CONSIGNE
Rédigez la suite de l'article sur les états borgnes et la libéralisation des services publics, en reprenant juste après sa dernière phrase.

EXTRAIT DU TEXTE
::::
Les états borgnes

Pour parvenir à perdurer, l’état doit toujours montrer qu’il est indispensable, ou, s’il ne peut démontrer ce caractère, au moins son immense utilité dans la vie de tous les jours. Une des techniques les plus courantes avait été clairement exposée par Bastiat en son temps : claironner ce qui se voit (les effets visibles de l’interventionnisme), tout en oubliant ce qui ne se voit pas. De nos jours, cette technique n’a guère varié. Et les états, pour asseoir leur hégémonie, l’utilisent traditionnellement : à force d’être borgnes, ils rendent leur population aveugle, et restent rois.

En ce début d’année, c’est la Tribune qui offre une brillante démonstration dans un petit article de son édition papier du 30/12/2005. En substance, et dès le titre (« La libéralisation nuit à l’emploi, admet Bruxelles »), l’article relate que la Commission Européenne – organisme d’état par excellence – reconnaît du bout des lèvres que la libéralisation de certains services publics détruit de l’emploi.

Encore une fois, on peut s’étonner de deux choses :

  • Premièrement, la Commission semble s’en tenir à un rapport qui mentionne que le nombre de personnes employées dans les industries de réseaux (télécom, transport, énergie, eau) a retrouvé en 2002 son niveau de 1980, et parvient donc à la conclusion que, ce nombre de personnes employées ayant diminué, la libéralisation détruit de l’emploi. En soi, ce n’est pas faux. L’analyse, on le verra, est un peu courte.
  • Deuxièmement, l’article semble lui aussi s’arrêter aux conclusions de la Commission. De la part d’un quotidien économique, on est en droit de se poser une question : l’analyse d’un fait économique (sous-entendu : l’analyse complète) n’est-elle pas l’essence même d’un quotidien économique ? Si moi, lecteur, je dois effectuer cette analyse par moi-même, sans pouvoir la confronter à celle du quotidien que je paye, quelle valeur ajoutée puis-je retirer de mon achat ? Autant récupérer le fil AFP ou Reuters…

Une fois l’étonnement passé – et un certain agacement à la vue répétée du manque chronique de mordant de certains journalistes -, on peut revenir sereinement sur cette analyse qui fait défaut. Comme souligné en préambule, Bastiat avait fort bien montré que le jeux des états consistait précisemment à montrer ce qu’ils voulaient qu’on voit (ici : la libéralisation entraîne une baisse du nombre d’employés dans les secteurs de réseaux) en oubliant ce qu’on ne voit pas.
::::
DONNÉES DISPONIBLES
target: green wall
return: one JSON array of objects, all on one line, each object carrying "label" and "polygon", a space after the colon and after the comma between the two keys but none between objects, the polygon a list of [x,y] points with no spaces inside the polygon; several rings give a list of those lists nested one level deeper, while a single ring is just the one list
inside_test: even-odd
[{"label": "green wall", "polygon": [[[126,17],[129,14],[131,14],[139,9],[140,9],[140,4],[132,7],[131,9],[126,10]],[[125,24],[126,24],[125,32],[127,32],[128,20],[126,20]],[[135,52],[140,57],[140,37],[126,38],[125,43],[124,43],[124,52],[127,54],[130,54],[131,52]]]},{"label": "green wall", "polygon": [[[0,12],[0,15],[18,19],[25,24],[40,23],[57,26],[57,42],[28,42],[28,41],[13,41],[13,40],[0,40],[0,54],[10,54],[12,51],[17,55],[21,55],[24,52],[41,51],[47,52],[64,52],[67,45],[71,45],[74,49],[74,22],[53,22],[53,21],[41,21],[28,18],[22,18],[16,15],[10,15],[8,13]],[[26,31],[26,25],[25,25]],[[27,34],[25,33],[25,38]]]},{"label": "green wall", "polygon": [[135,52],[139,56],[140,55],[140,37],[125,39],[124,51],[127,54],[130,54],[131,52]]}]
::::
VOTRE RÉPONSE
Ici, ce qu’on ne voit pas, ou pas de façon directe, c’est que cette baisse s’est accompagnée de façon mathématique par une baisse des coûts de structure des opérateurs de ces réseaux, baisse qui sera au choix relayée au consommateur (anciennement contribuable quand il payait des fonctionnaires), soit en baissant la facture, soit en augmentant pour le même prix le niveau de qualité et de service rendu. De même, parce qu’il est fort difficile d’évaluer ce surcroît de pouvoir d’achat ou de qualité, il sera difficile d’évaluer précisemment le nombre d’emplois créés par ces libéralisations.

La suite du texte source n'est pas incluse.